▶ [Required work] Give the lines of the records below as a JSON list of strings, one string per line and blank lines left out, starting with the line containing "Query: shoulder stripe" and continuing through the line containing "M120 304L120 324L129 324L134 316L138 307Z".

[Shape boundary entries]
************
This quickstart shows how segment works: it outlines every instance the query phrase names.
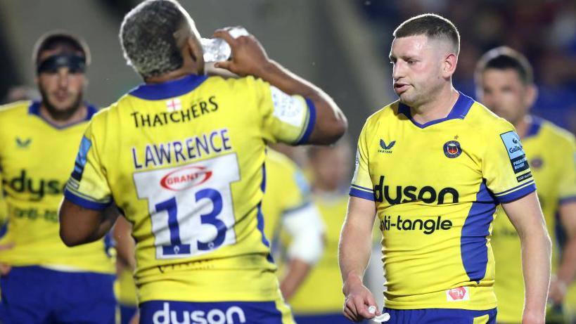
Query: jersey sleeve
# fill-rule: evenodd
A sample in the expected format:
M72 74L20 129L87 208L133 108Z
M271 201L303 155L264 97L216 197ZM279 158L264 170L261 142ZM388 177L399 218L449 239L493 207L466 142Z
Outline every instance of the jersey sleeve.
M354 171L350 195L354 197L374 200L374 190L370 173L368 169L368 142L365 124L358 138L358 148L356 151L356 169Z
M316 107L301 96L288 95L267 82L247 78L255 90L263 137L268 143L307 142L316 123Z
M2 184L2 174L0 173L0 185ZM8 219L8 205L4 198L4 189L0 186L0 225L4 224Z
M558 158L561 170L558 183L560 203L576 202L576 142L571 138Z
M508 122L499 121L485 136L482 177L499 202L509 202L535 191L536 185L520 137Z
M98 134L95 131L93 119L80 142L64 196L82 207L102 210L112 202L112 195L98 152Z

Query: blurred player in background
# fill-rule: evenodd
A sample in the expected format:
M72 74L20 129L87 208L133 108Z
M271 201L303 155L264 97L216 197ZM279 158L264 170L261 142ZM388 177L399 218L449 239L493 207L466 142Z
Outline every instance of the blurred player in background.
M536 101L537 88L532 67L518 51L503 46L487 52L478 63L475 81L478 98L512 123L522 139L553 242L557 242L554 240L557 221L568 234L568 242L561 253L555 245L552 254L552 272L555 275L552 276L549 299L558 308L562 306L576 273L574 136L530 115ZM494 223L492 244L496 261L494 290L498 298L498 322L520 323L524 301L520 240L501 208L498 209ZM551 319L549 315L547 323Z
M342 315L342 289L338 246L346 213L350 180L348 143L340 140L334 147L309 148L312 181L312 201L326 223L326 252L309 276L288 299L299 324L348 323Z
M280 290L289 300L322 257L324 224L310 200L308 182L295 163L269 148L265 166L264 233L271 242L276 264L281 264ZM282 234L290 240L286 249L281 242Z
M134 252L136 245L130 233L132 224L123 216L118 217L114 225L114 239L116 241L116 273L117 275L118 306L120 324L128 324L138 311L138 299L133 273L136 269ZM138 323L135 320L133 323Z
M113 323L114 267L105 240L69 248L58 237L71 161L96 112L82 100L90 53L80 39L51 32L37 42L33 60L41 100L0 108L8 219L1 244L11 247L0 252L2 317L6 323Z
M345 315L375 315L362 277L377 214L388 288L378 318L495 323L489 239L501 203L521 238L523 323L544 323L551 243L518 135L452 86L460 37L451 22L421 15L393 35L390 58L399 101L364 124L340 238Z
M136 242L140 323L293 323L263 234L265 145L333 143L345 118L253 36L215 34L233 58L217 67L243 77L203 75L198 32L175 1L140 4L120 34L145 84L92 119L60 209L63 240L99 239L113 200Z

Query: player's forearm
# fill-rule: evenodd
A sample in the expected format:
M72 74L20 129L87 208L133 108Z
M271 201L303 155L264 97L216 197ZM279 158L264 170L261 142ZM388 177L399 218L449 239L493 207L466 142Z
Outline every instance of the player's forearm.
M296 292L310 272L312 266L300 259L295 258L288 263L286 276L280 283L280 290L284 299L288 300Z
M552 244L544 228L520 235L522 268L525 290L524 315L544 319L550 285Z
M329 144L336 141L346 131L347 121L344 114L328 94L312 83L273 60L262 66L255 76L286 93L300 95L314 103L316 119L309 143Z
M115 206L88 209L64 199L59 212L60 237L67 246L89 243L104 237L118 216Z
M371 245L371 235L366 235L361 228L345 222L338 246L338 262L345 283L352 278L361 281L370 259Z

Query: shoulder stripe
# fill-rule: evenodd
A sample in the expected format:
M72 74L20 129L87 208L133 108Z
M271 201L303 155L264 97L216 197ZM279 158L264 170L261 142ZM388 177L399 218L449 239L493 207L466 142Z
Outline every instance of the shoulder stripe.
M359 190L364 190L364 191L369 191L369 192L371 192L371 193L374 192L374 190L373 190L372 189L371 189L369 188L362 187L362 186L360 186L355 185L355 184L352 184L352 185L351 185L351 186L352 188L354 188L354 189L359 189Z
M528 182L527 182L525 183L522 183L520 186L516 186L516 187L514 187L514 188L513 188L511 189L508 189L508 190L507 190L506 191L502 191L501 193L494 193L494 195L495 195L497 197L501 196L501 195L506 195L507 193L511 193L512 191L520 189L522 187L525 187L526 186L531 185L531 184L534 184L534 180L530 180L530 181L528 181Z
M366 191L359 190L354 188L350 188L350 195L352 197L358 197L359 198L363 198L368 200L374 201L373 193L366 193Z

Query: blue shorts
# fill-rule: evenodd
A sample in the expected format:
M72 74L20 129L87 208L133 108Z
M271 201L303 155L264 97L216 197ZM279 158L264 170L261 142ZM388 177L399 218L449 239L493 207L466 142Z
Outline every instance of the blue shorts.
M140 324L215 323L283 324L291 322L275 302L188 302L154 300L140 304Z
M386 324L495 324L496 309L487 311L428 309L390 309L385 308L390 319Z
M314 315L294 314L294 320L298 324L320 324L324 323L330 324L350 324L352 323L350 320L346 318L346 316L345 316L342 312Z
M114 324L115 276L18 266L0 278L6 323Z
M120 304L120 324L129 324L134 316L138 307Z

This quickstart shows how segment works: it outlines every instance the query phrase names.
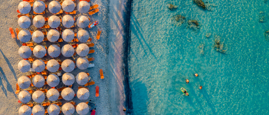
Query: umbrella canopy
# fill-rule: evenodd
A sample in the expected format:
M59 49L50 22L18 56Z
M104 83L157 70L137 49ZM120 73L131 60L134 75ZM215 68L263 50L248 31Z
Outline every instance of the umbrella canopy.
M76 110L79 114L80 115L86 115L89 112L89 106L85 103L80 103L77 106Z
M20 92L18 96L19 99L22 103L28 103L31 100L31 95L26 90L22 90Z
M56 104L51 104L48 107L48 113L49 115L59 114L60 113L60 107Z
M45 10L45 3L41 1L37 1L35 2L33 5L33 9L34 10L34 11L37 13L42 13Z
M57 30L51 29L48 32L47 34L47 38L49 41L54 42L58 40L60 37L60 33Z
M26 14L29 13L31 10L31 5L28 2L23 1L19 4L18 9L21 13Z
M71 0L65 0L62 4L62 8L64 11L70 12L75 8L75 3Z
M52 88L48 91L47 95L49 100L51 101L55 101L58 99L60 93L57 89Z
M65 115L71 115L75 112L75 107L72 104L66 103L62 106L62 111Z
M87 13L90 10L90 3L85 1L80 1L77 5L77 9L80 13Z
M74 96L75 96L75 92L72 88L67 87L62 91L61 95L65 100L70 100L74 98Z
M89 66L89 61L85 57L79 57L77 60L77 66L81 70L87 69Z
M77 92L77 96L81 100L85 100L90 96L89 90L85 88L82 88L79 89Z
M65 85L70 85L75 82L75 76L72 74L67 73L63 75L62 81Z
M31 67L31 65L28 60L22 60L18 64L18 68L21 72L27 72Z
M20 88L22 89L27 89L31 84L31 80L28 77L23 76L18 79L17 83Z
M23 59L29 58L32 55L31 49L28 46L22 46L19 49L19 55Z
M57 1L52 1L49 4L48 8L49 12L52 13L56 14L61 10L61 5Z
M80 16L77 19L77 24L79 27L81 28L85 28L89 26L89 23L90 20L89 19L84 16Z
M44 115L45 114L45 110L41 105L37 105L33 107L32 113L33 115Z
M77 38L79 41L82 42L87 42L89 39L89 33L85 30L80 30L77 33Z
M32 39L36 43L42 42L44 40L44 34L40 31L36 31L32 34Z
M38 88L42 87L45 84L45 79L44 77L39 74L35 76L32 81L34 85Z
M30 26L31 24L31 20L28 17L22 16L19 18L18 24L20 27L26 29Z
M81 85L84 85L88 82L89 80L89 78L87 74L84 72L80 72L77 75L76 80L78 84Z
M59 82L60 80L59 79L59 77L56 75L52 74L49 75L48 76L48 78L47 78L47 83L49 86L52 87L56 87L58 85Z
M46 66L47 69L49 71L51 72L55 72L59 69L60 65L59 64L59 63L55 59L52 59L49 60L48 61ZM51 87L54 87L55 86L51 86Z
M29 31L26 30L23 30L20 31L18 34L19 39L23 42L26 42L29 41L31 39L31 33Z
M37 90L32 95L32 98L35 102L40 103L45 100L45 95L42 91Z
M23 105L19 109L19 114L20 115L29 115L32 114L32 109L28 105Z
M37 59L34 61L32 66L36 72L41 72L45 69L45 63L43 61Z

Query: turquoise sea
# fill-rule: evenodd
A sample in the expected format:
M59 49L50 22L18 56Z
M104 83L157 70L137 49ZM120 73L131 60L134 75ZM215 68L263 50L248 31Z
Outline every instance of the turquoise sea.
M269 114L266 1L204 0L209 11L192 0L133 0L128 64L134 114ZM187 20L181 26L171 19L177 15ZM226 53L214 49L216 38Z

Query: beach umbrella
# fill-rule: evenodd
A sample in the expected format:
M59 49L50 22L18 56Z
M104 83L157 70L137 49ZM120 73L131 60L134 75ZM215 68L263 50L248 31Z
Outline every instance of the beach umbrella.
M60 93L57 89L52 88L48 91L47 95L47 98L49 100L51 101L55 101L58 99Z
M77 98L81 100L85 100L88 99L90 96L89 90L85 88L81 88L77 91Z
M45 84L45 79L44 77L39 74L35 76L32 81L34 85L37 88L42 87Z
M37 72L41 72L45 69L45 63L40 59L37 59L33 62L32 67Z
M26 14L29 13L31 10L31 5L28 2L23 1L19 4L18 9L21 13Z
M87 74L84 72L80 72L77 75L76 80L78 84L84 85L88 82L89 78Z
M75 8L75 3L71 0L65 0L62 4L62 8L64 11L70 12Z
M81 1L77 5L77 9L80 13L86 13L90 10L90 5L89 3L85 1Z
M42 13L45 10L45 3L41 1L36 1L34 3L34 4L33 5L33 9L34 11L37 13Z
M72 104L66 103L62 106L62 111L65 115L71 115L75 112L75 107Z
M45 100L45 95L40 90L37 90L32 95L33 100L37 103L40 103Z
M44 34L40 31L36 31L32 34L32 39L36 43L42 42L44 40Z
M71 57L75 52L74 48L70 45L65 45L62 48L62 54L66 57Z
M48 113L49 115L59 114L60 111L59 106L55 104L51 104L48 107Z
M87 42L89 37L89 33L85 30L80 30L77 33L77 38L79 41L82 42Z
M89 26L89 19L84 16L80 16L77 19L77 24L81 28L85 28Z
M19 94L18 98L22 102L26 103L31 100L31 95L28 91L22 90Z
M52 1L49 2L48 8L49 12L53 14L56 14L61 10L61 5L57 1Z
M57 30L55 29L51 29L48 32L47 34L47 38L49 41L54 42L59 39L60 37L60 33Z
M27 89L31 84L31 80L28 77L23 76L18 79L17 83L20 88L22 89Z
M59 69L60 65L59 64L59 63L55 59L52 59L49 60L48 61L46 66L47 69L49 71L51 72L55 72ZM55 86L51 87L54 87Z
M29 115L31 114L32 109L28 105L23 105L19 109L19 114L20 115Z
M89 53L90 49L88 45L84 44L82 44L77 46L76 51L77 53L79 56L81 57L84 57Z
M52 87L56 87L59 84L60 80L58 76L54 74L49 75L47 78L47 83L49 86Z
M45 110L41 105L37 105L33 107L32 113L33 115L44 115L45 114Z
M89 61L86 58L79 57L77 60L77 66L81 70L87 69L89 66Z
M81 102L77 106L76 108L77 113L80 115L87 114L89 112L89 106L88 104L84 102Z
M71 73L66 73L63 75L62 81L66 85L71 85L75 82L75 76Z
M72 88L67 87L63 89L61 92L61 95L66 100L71 100L75 96L75 92Z
M18 68L21 72L27 72L31 67L31 65L28 60L22 60L18 64Z
M27 59L32 55L32 51L29 47L22 46L19 49L19 55L23 59Z
M21 30L18 34L19 39L23 42L26 42L29 41L31 39L31 33L29 31L26 30Z
M18 24L20 27L26 29L30 26L31 24L31 20L28 17L22 16L18 20Z

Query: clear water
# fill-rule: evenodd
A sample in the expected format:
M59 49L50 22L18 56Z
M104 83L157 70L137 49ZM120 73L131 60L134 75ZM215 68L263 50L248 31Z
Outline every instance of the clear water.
************
▶ [Full output]
[
  "Query: shoulder stripe",
  "# fill-rule: evenodd",
  "A sample in the expected format:",
  "M72 74L20 129L87 208L133 108Z",
  "M271 201L303 155L264 97L216 197ZM279 158L264 170L261 142ZM388 177L399 218L449 239L493 207L466 142Z",
  "Outline every instance of the shoulder stripe.",
  "M359 190L364 190L364 191L369 191L369 192L371 192L371 193L374 192L374 190L373 190L372 189L371 189L369 188L362 187L362 186L360 186L355 185L355 184L352 184L352 185L351 185L351 186L352 188L354 188L354 189L359 189Z",
  "M528 182L527 182L525 183L522 183L520 186L516 186L516 187L514 187L514 188L513 188L511 189L508 189L508 190L507 190L506 191L502 191L501 193L494 193L494 195L495 195L497 197L501 196L501 195L506 195L507 193L511 193L512 191L520 189L522 187L525 187L526 186L531 185L531 184L534 184L534 180L530 180L530 181L528 181Z",
  "M366 191L359 190L354 188L350 188L350 195L352 197L358 197L359 198L363 198L368 200L374 201L373 193L366 193Z",
  "Query: blue shorts",
  "# fill-rule: evenodd",
  "A sample in the expected format:",
  "M72 74L20 129L87 208L133 108Z",
  "M271 201L303 155L264 97L216 197ZM279 158L264 170L261 142ZM388 177L399 218L449 239L493 207L466 142Z",
  "Outline every instance of the blue shorts.",
  "M140 324L215 323L283 324L291 322L275 302L188 302L154 300L140 304Z",
  "M386 324L495 324L496 309L487 311L428 309L390 309L385 308L390 319Z",
  "M314 315L294 314L294 320L298 324L320 324L324 323L330 324L350 324L352 323L350 320L346 318L346 316L345 316L342 312Z",
  "M114 324L115 276L18 266L0 278L6 323Z",
  "M120 304L120 324L129 324L134 316L138 307Z"
]